-- REQUIREMENTS --
Copy the data verbatim from the line containing "Where can the man in dark" through the line containing "517], [522, 511]]", both lines included.

begin

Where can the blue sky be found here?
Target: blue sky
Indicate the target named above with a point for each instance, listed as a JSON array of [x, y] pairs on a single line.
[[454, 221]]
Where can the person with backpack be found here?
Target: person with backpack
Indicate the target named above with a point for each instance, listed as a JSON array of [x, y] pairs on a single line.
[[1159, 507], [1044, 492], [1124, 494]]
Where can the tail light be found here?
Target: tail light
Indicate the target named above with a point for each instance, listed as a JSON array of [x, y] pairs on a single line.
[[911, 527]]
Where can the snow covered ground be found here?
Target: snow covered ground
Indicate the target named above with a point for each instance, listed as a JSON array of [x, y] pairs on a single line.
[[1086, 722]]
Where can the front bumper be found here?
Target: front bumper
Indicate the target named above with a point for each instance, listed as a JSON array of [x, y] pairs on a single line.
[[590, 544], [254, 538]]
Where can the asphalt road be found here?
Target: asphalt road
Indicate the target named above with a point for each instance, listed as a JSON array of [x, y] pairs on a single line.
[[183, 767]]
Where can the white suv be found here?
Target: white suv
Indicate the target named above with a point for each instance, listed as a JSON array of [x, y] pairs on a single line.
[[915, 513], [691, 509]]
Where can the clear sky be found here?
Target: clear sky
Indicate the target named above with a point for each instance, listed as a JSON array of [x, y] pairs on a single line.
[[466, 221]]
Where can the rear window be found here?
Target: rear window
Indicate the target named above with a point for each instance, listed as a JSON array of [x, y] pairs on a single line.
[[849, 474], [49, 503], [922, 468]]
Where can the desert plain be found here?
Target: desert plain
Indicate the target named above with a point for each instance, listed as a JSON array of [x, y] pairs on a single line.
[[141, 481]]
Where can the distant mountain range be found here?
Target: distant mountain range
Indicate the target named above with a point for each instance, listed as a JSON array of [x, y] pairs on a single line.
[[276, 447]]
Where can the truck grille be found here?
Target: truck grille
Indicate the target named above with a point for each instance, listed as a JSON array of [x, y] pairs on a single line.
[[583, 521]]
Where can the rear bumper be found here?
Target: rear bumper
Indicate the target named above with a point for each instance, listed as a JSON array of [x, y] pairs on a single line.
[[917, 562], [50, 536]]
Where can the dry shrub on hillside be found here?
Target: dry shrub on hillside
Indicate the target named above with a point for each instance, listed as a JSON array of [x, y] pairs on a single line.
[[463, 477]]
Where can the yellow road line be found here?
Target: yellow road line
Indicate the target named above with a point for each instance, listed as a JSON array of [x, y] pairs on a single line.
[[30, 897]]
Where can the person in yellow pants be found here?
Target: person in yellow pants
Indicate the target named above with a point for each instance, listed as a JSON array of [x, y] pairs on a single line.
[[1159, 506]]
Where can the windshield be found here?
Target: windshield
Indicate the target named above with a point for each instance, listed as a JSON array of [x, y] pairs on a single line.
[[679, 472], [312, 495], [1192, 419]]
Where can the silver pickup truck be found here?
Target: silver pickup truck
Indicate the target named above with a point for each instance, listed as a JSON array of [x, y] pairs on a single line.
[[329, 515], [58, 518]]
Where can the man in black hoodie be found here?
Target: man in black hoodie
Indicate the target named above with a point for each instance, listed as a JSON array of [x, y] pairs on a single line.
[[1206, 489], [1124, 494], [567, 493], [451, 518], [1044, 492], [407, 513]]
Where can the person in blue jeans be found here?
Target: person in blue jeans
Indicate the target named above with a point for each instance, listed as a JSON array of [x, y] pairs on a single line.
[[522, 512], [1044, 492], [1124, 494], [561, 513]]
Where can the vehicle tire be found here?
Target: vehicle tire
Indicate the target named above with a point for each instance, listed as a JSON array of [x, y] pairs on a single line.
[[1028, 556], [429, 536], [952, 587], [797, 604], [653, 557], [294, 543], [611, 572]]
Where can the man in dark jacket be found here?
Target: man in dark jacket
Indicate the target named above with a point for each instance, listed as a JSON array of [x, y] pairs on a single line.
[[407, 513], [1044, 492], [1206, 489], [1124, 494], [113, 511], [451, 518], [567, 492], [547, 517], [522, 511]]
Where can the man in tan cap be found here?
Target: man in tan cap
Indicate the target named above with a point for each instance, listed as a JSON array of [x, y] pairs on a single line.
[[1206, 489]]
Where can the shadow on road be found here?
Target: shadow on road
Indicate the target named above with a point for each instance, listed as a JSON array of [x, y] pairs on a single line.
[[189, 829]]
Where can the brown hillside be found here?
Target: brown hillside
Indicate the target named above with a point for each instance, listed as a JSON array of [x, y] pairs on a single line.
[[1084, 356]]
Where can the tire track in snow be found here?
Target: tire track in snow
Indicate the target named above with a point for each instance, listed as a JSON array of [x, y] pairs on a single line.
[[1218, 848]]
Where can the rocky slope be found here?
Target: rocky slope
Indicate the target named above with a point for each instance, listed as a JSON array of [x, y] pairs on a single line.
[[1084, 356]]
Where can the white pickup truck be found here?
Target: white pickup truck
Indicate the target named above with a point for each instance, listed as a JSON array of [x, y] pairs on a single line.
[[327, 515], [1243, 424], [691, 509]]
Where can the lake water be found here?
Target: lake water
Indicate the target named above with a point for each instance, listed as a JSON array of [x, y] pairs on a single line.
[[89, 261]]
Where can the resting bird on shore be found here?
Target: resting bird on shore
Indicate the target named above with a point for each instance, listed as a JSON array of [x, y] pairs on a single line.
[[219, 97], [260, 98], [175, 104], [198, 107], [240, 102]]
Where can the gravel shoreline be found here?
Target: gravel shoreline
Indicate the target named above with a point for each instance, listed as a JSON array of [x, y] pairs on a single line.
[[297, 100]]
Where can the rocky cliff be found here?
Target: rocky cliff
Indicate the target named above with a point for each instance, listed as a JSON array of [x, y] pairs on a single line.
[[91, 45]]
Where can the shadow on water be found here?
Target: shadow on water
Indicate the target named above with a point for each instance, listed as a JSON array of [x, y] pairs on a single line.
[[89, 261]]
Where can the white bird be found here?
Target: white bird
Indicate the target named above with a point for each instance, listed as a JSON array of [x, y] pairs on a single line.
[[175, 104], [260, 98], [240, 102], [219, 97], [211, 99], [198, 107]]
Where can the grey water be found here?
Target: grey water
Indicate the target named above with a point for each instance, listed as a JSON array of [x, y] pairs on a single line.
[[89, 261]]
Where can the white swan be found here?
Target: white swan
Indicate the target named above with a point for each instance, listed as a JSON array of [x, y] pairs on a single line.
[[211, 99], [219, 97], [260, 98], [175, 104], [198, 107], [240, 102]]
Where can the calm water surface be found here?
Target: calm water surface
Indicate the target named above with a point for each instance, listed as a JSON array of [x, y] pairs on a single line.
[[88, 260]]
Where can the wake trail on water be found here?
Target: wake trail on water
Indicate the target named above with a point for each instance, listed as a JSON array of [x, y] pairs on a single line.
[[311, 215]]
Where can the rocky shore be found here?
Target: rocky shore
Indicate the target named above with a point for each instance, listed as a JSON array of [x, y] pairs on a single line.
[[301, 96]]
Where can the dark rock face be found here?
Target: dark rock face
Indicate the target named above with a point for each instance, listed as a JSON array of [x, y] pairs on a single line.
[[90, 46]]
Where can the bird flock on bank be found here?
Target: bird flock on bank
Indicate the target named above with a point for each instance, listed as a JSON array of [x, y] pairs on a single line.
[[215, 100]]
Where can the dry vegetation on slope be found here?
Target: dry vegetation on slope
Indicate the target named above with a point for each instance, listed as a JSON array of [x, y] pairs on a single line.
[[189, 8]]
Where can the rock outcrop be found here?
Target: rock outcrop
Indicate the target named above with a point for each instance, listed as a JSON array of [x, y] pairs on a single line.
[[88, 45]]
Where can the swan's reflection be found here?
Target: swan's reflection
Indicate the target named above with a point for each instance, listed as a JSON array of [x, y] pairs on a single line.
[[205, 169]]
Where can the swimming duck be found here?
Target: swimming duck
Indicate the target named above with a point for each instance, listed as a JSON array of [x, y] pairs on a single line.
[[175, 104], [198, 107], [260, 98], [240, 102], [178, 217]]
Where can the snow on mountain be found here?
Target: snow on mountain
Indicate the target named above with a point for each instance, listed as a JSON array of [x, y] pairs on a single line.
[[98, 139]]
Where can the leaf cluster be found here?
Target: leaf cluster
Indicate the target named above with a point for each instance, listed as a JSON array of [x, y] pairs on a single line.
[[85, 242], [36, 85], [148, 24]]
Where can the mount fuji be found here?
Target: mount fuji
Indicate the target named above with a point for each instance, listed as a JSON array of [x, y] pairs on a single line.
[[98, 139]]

end

-- SOLVED PROBLEM --
Where can the man in dark jacket be found here?
Target: man in dark jacket
Indicate the target named above with a point for each instance, listed as a JSON array of [x, y] pairs on a single line.
[[407, 513], [1044, 492], [1206, 489], [1124, 494], [113, 511], [451, 518], [567, 492], [547, 517], [522, 511]]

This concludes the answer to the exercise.